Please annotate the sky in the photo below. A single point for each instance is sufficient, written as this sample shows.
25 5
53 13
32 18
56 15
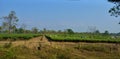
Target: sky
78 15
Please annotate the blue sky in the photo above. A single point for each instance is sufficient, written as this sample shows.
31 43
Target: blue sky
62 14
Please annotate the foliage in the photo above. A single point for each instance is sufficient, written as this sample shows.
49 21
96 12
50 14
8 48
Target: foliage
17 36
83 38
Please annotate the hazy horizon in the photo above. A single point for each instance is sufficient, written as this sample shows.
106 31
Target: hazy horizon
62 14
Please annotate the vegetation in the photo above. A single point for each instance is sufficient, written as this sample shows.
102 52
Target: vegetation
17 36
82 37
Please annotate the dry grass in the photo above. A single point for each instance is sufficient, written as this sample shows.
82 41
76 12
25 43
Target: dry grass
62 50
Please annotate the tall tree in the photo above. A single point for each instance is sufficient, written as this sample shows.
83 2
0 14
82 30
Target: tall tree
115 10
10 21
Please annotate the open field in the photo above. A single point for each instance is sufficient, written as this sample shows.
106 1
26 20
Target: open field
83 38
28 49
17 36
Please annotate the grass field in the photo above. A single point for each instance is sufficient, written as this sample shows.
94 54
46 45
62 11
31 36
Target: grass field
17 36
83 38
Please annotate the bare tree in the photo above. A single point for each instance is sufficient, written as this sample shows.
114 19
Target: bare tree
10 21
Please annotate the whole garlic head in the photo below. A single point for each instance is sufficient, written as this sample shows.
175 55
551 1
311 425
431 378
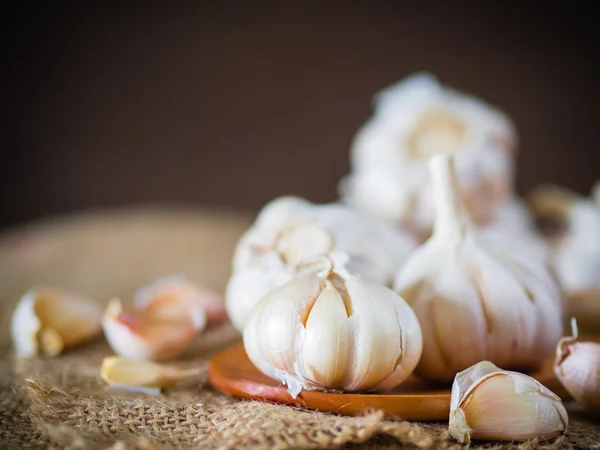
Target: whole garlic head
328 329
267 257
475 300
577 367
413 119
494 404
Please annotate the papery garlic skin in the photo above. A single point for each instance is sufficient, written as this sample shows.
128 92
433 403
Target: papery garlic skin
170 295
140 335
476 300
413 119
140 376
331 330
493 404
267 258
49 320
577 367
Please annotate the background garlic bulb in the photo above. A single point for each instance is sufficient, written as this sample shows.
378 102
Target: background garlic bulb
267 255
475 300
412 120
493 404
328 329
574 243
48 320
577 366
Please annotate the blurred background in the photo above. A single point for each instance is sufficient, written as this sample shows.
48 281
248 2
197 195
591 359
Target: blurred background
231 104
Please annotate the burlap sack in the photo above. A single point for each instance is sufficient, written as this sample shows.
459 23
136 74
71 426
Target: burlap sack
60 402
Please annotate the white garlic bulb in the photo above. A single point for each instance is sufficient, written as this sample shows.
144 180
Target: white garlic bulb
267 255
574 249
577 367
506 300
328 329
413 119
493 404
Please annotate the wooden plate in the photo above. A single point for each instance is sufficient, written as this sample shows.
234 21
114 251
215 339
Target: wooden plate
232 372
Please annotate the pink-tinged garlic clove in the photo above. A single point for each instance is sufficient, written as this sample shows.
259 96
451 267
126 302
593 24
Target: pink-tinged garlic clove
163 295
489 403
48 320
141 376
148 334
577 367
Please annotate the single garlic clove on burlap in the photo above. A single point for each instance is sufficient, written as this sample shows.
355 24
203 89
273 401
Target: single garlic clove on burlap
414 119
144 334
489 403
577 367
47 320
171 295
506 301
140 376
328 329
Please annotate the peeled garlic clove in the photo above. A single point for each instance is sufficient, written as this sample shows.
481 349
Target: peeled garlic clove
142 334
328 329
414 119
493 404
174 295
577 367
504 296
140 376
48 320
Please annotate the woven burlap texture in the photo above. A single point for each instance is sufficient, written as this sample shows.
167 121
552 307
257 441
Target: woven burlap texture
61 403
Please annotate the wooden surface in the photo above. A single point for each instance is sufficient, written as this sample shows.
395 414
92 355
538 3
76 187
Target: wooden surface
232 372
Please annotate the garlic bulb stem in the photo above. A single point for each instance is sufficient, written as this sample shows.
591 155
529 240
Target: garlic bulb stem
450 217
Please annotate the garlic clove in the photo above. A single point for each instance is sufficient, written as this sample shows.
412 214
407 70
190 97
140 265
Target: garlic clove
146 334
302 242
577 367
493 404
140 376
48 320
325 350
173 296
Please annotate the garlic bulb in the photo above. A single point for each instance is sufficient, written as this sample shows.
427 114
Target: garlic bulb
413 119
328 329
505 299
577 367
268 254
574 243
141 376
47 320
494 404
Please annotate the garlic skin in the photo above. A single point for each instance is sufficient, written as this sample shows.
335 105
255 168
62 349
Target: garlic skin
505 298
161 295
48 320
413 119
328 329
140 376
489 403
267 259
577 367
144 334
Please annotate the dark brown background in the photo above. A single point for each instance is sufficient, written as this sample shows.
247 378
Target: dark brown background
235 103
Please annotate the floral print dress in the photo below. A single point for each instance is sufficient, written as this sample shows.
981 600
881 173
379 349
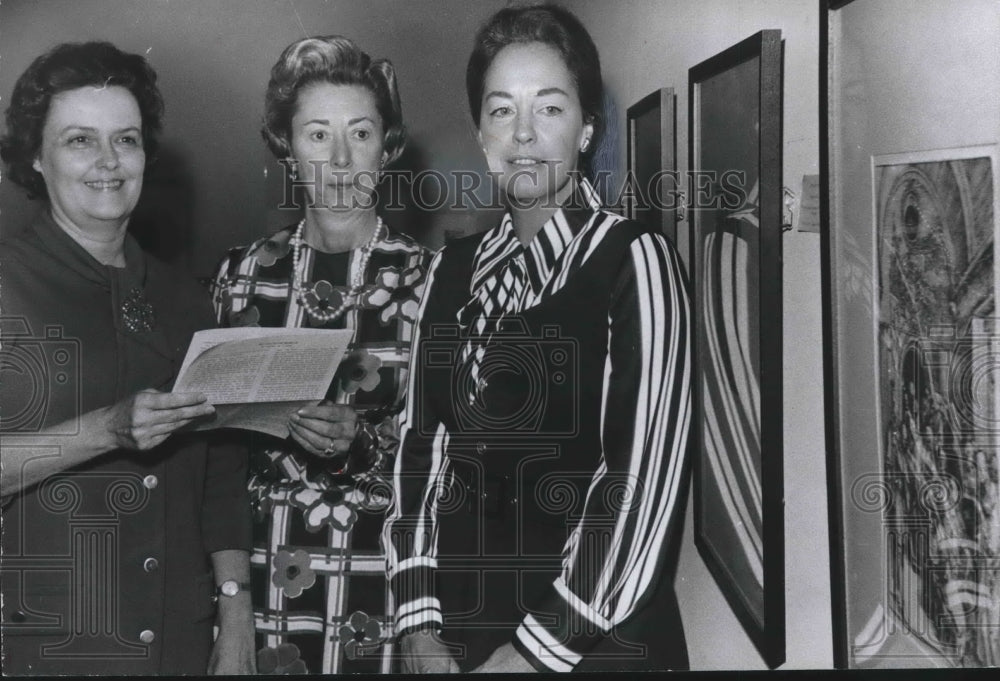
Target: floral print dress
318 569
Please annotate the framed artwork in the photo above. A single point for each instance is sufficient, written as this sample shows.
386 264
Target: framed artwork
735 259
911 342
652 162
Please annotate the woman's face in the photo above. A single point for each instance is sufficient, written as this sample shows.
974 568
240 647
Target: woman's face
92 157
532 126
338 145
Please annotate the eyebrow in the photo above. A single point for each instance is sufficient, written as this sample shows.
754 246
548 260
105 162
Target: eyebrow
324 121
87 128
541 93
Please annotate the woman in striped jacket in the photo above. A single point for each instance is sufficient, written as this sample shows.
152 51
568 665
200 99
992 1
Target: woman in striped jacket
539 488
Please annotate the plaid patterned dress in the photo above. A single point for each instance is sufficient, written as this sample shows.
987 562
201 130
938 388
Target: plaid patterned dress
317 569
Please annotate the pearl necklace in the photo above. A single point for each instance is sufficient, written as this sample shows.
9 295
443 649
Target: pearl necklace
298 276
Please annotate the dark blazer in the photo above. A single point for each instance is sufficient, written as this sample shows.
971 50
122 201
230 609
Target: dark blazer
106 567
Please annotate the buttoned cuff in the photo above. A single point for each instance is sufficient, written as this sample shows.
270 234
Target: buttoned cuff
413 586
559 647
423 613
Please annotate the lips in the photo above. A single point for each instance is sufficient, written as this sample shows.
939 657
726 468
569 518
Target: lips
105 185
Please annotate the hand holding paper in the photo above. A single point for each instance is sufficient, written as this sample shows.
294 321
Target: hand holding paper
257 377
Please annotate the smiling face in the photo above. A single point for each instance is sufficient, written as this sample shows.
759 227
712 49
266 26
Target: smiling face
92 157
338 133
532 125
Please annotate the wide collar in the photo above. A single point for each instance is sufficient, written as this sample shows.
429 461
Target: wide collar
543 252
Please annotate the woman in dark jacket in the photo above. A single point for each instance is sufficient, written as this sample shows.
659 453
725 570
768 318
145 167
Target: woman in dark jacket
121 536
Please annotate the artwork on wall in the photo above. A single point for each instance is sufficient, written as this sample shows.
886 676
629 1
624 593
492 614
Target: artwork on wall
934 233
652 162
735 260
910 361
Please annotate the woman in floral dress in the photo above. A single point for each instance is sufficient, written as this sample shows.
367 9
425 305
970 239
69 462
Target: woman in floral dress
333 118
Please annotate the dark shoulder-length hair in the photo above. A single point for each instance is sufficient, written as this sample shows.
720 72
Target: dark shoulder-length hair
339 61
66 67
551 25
* * *
▸ Stated exercise:
From the data above, write out everything exactly except the pictures.

▸ The response:
Please annotate the sky in the photo below. A single point for each instance is sufficient, written as this sample shows.
25 5
53 13
32 18
56 15
Target: sky
78 15
Please annotate the blue sky in the photo above. A single point for each instance is sufficient, written as this sample shows.
31 43
Target: blue sky
62 14
Please annotate the foliage in the photo above. A single point for each instance is sufficient, written as this sample shows.
49 21
96 12
50 14
8 48
Target: foliage
17 36
83 38
Please annotate the hazy horizon in the photo above. A single point for each instance is sufficient, written as this sample shows.
106 31
Target: hazy horizon
62 14
Please annotate the vegetation in the photo above. A single point for each instance is sufficient, written as this sample shows.
102 52
Target: vegetation
17 36
82 37
Please annotate the dry grass in the photo above. A single point for each instance is sufficient, written as this sample shows.
82 41
76 12
25 43
Target: dry grass
62 50
Please annotate the tall tree in the photo above. A single point for each instance is sufficient, written as this sample shows.
83 2
0 14
82 30
Target: tall tree
115 10
10 21
Please annotate the open field in the photo above. A single point for each instance is sufficient, written as this sample shows.
106 1
26 20
Target: open field
83 38
28 49
17 36
Please annotate the grass field in the photo above. A single point for each instance is sufficient, written as this sample shows.
94 54
46 45
62 11
31 36
Target: grass field
17 36
83 38
Please annotate the bare tree in the photo above. A single point for each instance is sufficient, written as this sample shows.
114 19
Target: bare tree
10 21
Please annotate the whole garlic head in the photo below. A single point for each instance is sufficient, written as this sample shows.
175 55
551 1
311 425
431 378
Target: whole garlic head
328 329
267 257
475 300
577 367
413 119
494 404
Please annotate the papery garlic skin in the photo above. A single point for each instance is sufficient, written as this sample shows.
128 92
433 403
Target: papery garlic skin
170 295
140 335
476 300
413 119
140 376
331 330
493 404
267 258
49 320
577 367
Please annotate the background garlic bulb in the photo above. A single point for each instance is sufficient, written as this sample shows.
378 102
Target: background garlic bulb
267 255
475 300
412 120
493 404
328 329
574 243
48 320
577 366
Please annotate the blurred background in the photo above. A single point for each instance is sufficient, written as this sample shows.
48 281
248 2
197 195
591 359
Target: blurred background
231 104
Please annotate the burlap sack in the photo above. A single point for each instance is sufficient, written as this sample shows.
459 23
136 74
71 426
Target: burlap sack
60 402
Please annotate the white garlic bulb in the photo above. A single point for each instance is sufficient, written as this sample shows.
144 180
Target: white garlic bulb
267 255
574 249
577 367
506 300
328 329
413 119
493 404
Please annotate the wooden plate in the photo above. A single point for each instance is sufficient, written as this sample shows.
234 21
114 251
215 339
Target: wooden plate
232 372
Please annotate the pink-tinged garlic clove in the photo above. A single point for each instance is sufficient, written as this sample shows.
259 96
451 267
126 302
593 24
Target: pink-tinged garlic clove
163 295
489 403
48 320
141 376
148 334
577 367
Please annotate the single garlic clove on burlap in the photo above. A single point for each instance is sufficient, written as this sample shows.
355 24
203 89
273 401
Target: single garlic clove on burlap
414 119
144 334
489 403
577 367
47 320
171 295
506 301
140 376
328 329
Please annotate the peeled garlic clove in the photo above. A single point for each instance is sufficient, written as this sample shows.
481 349
Target: peeled garlic clove
142 334
328 329
414 119
493 404
174 295
577 367
504 296
140 376
48 320
Please annotate the woven burlap texture in the photo above. A single point for each instance is sufficient, written as this sample shows.
167 121
552 307
257 441
Target: woven burlap texture
61 403
Please annotate the wooden surface in the photo above. A single point for each instance is sufficient, written as this sample shows.
395 414
92 355
538 3
76 187
Target: wooden surface
232 372
Please annotate the garlic bulb stem in the photo above. A single point for each instance is sufficient, written as this sample shows.
591 155
529 240
Target: garlic bulb stem
450 217
Please annotate the garlic clove in the photo above. A single point for each instance is sufficient, written as this sample shows.
412 214
407 70
190 97
140 265
Target: garlic clove
146 334
302 242
577 367
493 404
140 376
48 320
325 350
173 296
Please annotate the garlic bulb in the photo above. A single point for each instance is sufficient, written as this sample shows.
427 114
Target: garlic bulb
413 119
328 329
505 299
577 367
268 254
574 243
141 376
47 320
494 404
Please annotate the garlic skin in the photo above. A single point for each instance is sufficient, written as this sample shows.
335 105
255 168
62 349
Target: garlic skin
505 298
161 295
48 320
413 119
328 329
140 376
489 403
267 259
577 367
144 334
Please annotate the dark brown background in the photo above. A single point for each instance is sufficient, written as this sample shows.
247 378
Target: dark brown background
235 103
Please annotate the floral print dress in the photo below. A single point for each instance is sufficient, written as this sample shows.
981 600
881 173
379 349
Target: floral print dress
318 569
Please annotate the framed artwork in the photo above. A single point for each instance is sufficient, written as this sample shows.
386 264
Target: framed artwork
735 259
911 342
652 162
Please annotate the woman's face in the photo above. A single point for each instance is sufficient, written as this sample shows.
974 568
240 647
Target: woman's face
92 157
532 126
338 145
Please annotate the eyebrow in the photo above. A single point for each instance is sufficient, written as this sample shows.
754 246
548 260
105 162
Target: eyebrow
324 121
87 128
541 93
Please annotate the woman in striped jacket in the photo above. A single point for each instance is sufficient, written as this sample shows.
152 51
568 665
200 99
992 1
Target: woman in striped jacket
539 488
Please annotate the plaid patterned dress in the photo above. A single point for each instance is sufficient, written as this sample shows.
987 562
201 130
938 388
Target: plaid patterned dress
317 569
Please annotate the pearl necklace in the photo above. A single point for each instance is sufficient, written as this sample shows.
9 295
443 649
Target: pearl necklace
298 276
Please annotate the dark blazer in the photo above. A single point for each instance is sufficient, written as this sample shows.
971 50
122 201
230 609
Target: dark blazer
106 567
Please annotate the buttoned cuff in the photo above. A single point for each instance is sufficient, written as this sample shows.
270 234
Target: buttoned cuff
413 586
559 647
423 613
Please annotate the lips in the photo above. A single point for each instance is sufficient, written as this sample shows.
939 657
726 468
569 518
Target: lips
105 185
Please annotate the hand holding paper in the photo above. A single point for each instance is sufficient, written as this sample shows.
294 321
Target: hand holding paper
257 377
Please annotate the smiling face in the photo above. A single point for each instance is sufficient, written as this sample shows.
759 227
712 49
266 26
Target: smiling face
92 157
338 133
532 125
Please annotate the wide collar in the photo above. A single point for each instance is sufficient, written as this sample shows.
429 461
Target: wide collar
543 252
Please annotate the woman in dark jacket in the photo above. A single point for each instance is sufficient, written as this sample shows.
659 453
725 570
768 318
145 167
Target: woman in dark jacket
121 536
Please annotate the artwork on wall in the photo above. A single point for each instance is sufficient, written as this sample shows.
886 676
629 1
624 593
492 614
Target: artwork on wall
934 233
652 162
735 260
910 361
Please annotate the woman in floral dress in the photo above. A single point for each instance is sufficient, written as this sample shows.
367 9
425 305
970 239
69 462
Target: woman in floral dress
333 118
Please annotate the dark shoulder-length hair in the photo above. A single point for each instance is sufficient, written as this sample shows.
720 72
Target: dark shoulder-length hair
339 61
66 67
551 25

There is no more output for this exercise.